Excerpt =>
★ ★ ★ ★
Conyers checks in to federal prison

Ex-Detroit City Council president starts 37-month sentence in federal penitentiary

Robert Snell / The Detroit News
Detroit -- Monica Conyers, the wife of U.S. Rep. John Conyers and former president of the Detroit City Council, gained another title Friday: Inmate 43693-039.

The 45-year-old walked in alone to a federal women's prison camp in Alderson, W.Va., ahead of the 2 p.m. deadline, the latest in a string of 10 defendants convicted in the ongoing City Hall corruption probe.

"All inmates are essentially treated the same," Federal Bureau of Prisons spokesman Edmond Ross said. "You go inside, the door shuts behind, and that's your life for X amount of time."

Conyers is leaving a life packed with perks -- a home abutting the Detroit Golf Club, a shopping habit and allegedly free meals in Greektown -- for a prison known by some as "Camp Cupcake."

Tucked in the Allegheny Mountains, Alderson's 1,128 female inmates have access to washers, dryers, microwave ovens, hair dryers, curling irons and cosmetology areas where inmate-to-inmate pedicures and manicures are allowed.

Conyers, who said she enrolled in divinity school after quitting the council last year and pleading guilty to bribery conspiracy, also will have access to a chapel, religious library and prayer and study areas.
★ ★ ★ ★
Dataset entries

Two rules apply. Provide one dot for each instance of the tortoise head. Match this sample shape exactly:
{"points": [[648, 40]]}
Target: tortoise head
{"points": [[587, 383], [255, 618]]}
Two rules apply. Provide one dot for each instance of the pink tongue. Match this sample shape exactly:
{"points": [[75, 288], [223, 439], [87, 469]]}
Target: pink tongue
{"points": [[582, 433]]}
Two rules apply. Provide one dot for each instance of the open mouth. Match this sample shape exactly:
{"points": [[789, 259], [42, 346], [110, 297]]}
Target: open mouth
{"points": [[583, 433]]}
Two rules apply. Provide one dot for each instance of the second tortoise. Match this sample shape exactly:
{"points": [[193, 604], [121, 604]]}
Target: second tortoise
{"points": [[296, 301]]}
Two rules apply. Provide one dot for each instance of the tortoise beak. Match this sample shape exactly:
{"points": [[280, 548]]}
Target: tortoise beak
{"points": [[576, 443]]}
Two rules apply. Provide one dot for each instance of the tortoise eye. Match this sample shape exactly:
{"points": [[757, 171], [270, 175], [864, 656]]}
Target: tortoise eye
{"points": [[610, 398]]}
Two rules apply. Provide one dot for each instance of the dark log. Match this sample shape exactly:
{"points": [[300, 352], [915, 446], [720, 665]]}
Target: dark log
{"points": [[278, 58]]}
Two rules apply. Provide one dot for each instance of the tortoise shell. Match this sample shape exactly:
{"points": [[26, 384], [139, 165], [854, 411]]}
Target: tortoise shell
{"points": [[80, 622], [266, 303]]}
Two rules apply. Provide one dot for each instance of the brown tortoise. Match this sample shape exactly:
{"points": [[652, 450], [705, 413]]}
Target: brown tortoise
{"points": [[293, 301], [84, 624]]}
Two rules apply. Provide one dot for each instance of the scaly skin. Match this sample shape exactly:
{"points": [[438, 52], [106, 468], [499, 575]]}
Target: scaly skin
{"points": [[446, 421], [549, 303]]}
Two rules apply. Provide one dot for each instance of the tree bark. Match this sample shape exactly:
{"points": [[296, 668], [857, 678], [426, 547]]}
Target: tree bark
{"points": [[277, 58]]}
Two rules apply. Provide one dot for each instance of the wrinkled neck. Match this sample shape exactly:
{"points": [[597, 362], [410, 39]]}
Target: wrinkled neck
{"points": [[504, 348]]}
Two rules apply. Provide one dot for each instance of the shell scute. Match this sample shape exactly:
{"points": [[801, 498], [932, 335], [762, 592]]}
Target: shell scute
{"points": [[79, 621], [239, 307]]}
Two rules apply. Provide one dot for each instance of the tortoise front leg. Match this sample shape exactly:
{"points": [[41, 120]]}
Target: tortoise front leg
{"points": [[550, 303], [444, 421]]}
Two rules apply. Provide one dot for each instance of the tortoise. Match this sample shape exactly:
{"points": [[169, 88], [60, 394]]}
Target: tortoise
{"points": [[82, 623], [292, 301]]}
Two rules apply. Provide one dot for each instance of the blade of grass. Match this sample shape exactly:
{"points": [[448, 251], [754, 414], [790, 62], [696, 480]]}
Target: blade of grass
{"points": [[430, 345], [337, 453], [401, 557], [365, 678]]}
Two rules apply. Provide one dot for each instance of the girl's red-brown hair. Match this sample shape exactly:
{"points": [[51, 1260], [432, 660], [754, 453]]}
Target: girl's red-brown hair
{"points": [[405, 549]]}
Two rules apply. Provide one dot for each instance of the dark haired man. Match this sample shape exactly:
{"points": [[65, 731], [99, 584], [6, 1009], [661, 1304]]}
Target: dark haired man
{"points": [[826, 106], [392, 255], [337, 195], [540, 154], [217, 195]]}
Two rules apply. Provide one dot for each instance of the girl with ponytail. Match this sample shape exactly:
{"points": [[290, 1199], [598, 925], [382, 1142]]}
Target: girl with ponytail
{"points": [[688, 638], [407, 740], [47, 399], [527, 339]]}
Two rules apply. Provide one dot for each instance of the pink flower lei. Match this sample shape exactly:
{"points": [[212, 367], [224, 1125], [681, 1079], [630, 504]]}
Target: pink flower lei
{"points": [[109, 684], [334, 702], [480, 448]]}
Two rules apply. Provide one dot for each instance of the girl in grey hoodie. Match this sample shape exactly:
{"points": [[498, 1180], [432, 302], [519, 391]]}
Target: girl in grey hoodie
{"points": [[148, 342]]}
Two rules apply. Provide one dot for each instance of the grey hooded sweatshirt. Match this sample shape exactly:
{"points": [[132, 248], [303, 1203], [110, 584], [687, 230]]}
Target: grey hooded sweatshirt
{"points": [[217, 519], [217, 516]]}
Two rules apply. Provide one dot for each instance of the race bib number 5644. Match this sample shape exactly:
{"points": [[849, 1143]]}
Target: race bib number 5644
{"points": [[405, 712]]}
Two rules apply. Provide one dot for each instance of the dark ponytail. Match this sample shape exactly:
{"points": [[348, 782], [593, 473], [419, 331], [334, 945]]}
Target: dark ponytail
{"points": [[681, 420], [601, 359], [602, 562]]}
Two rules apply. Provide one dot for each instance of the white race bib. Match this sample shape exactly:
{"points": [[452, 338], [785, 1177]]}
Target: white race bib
★ ★ ★ ★
Using only the article on Monica Conyers entering federal prison, state whether each statement agrees with it, answering yes or no and quoting the deciding words: (a) Conyers arrived at the Alderson prison camp after the 2 p.m. deadline; (b) the Alderson facility houses 1,128 female inmates; (c) the prison lies in the Allegheny Mountains. Answer from the article alone.

(a) No: "ahead of the 2 p.m. deadline"
(b) Yes: "Alderson's 1,128 female inmates"
(c) Yes: "Tucked in the Allegheny Mountains"